◆ CONSIGNE DE TRAVAIL 1 ◆
Reproduisez à l'identique le passage du texte de lecture qui commence par "En fran­çais, on" et se termine par "Le Seuil, 1989).".
◆ CONSIGNE DE TRAVAIL 2 ◆
Répondez aux questions suivantes à partir du texte de lecture.
(a) Depuis quelle année les agents des services publics disposent-ils d'un statut ?
(b) Quels deux mots s'écrivent avec des majuscules en français, d'après la première phrase ?
(c) Qui a initié le tarif vert à l'EDF ?
◆ CONSIGNE DE TRAVAIL 3 ◆
Dressez la liste de tous les mots que le texte de lecture présente comme s'écrivant avec une majuscule.

◆ TEXTE DE LECTURE ◆
►

En fran­çais, on écrit avec des majus­cules les mots État et Admi­nis­tra­tion. Très peu ont ce pri­vi­lège, à part quelques mots comme Dieu ou le Roi. C’est que l’État est inves­ti de sacré. Être au ser­vice de l’État donne autant de noblesse que jadis être au ser­vice du Roi, la seule per­sonne qu’on pou­vait ser­vir sans s’abaisser (La logique de l’honneur, Phi­lippe d’Iribarne, Le Seuil, 1989).

De plus, depuis 1946, les agents des ser­vices publics dis­posent d’un sta­tut pour agir à l’abri des pas­sions poli­tiques. Enfin, grâce aux cal­culs d’optimisation, comme en par­ti­cu­lier le tarif vert ini­tié par Mar­cel Boi­teux à l’EDF, les mono­poles de ser­vice public, diri­gés par des “grands com­mis de l’État ”, agissent de façon éclai­rée et bien­veillante. Le modèle fran­çais est fon­dé sur le mythe de l’État bien­veillant, et sou­te­nu par les rites liés au sta­tut, qui condi­tionnent le recru­te­ment, la rému­né­ra­tion et la pro­mo­tion des agents de l’État.

◄

Enregistrements stockés du jeu de données
►

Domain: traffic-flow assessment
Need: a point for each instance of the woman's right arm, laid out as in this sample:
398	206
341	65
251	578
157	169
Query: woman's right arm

◄

◆ RÉPONSE RÉDIGÉE 1 ◆
En fran­çais, on écrit avec des majus­cules les mots État et Admi­nis­tra­tion. Très peu ont ce pri­vi­lège, à part quelques mots comme Dieu ou le Roi. C’est que l’État est inves­ti de sacré. Être au ser­vice de l’État donne autant de noblesse que jadis être au ser­vice du Roi, la seule per­sonne qu’on pou­vait ser­vir sans s’abaisser (La logique de l’honneur, Phi­lippe d’Iribarne, Le Seuil, 1989).

◆ RÉPONSE RÉDIGÉE 2 ◆
(a) Depuis 1946.
(b) État et Administration.
(c) Marcel Boiteux.

◆ RÉPONSE RÉDIGÉE 3 ◆
État, Administration, Dieu, Roi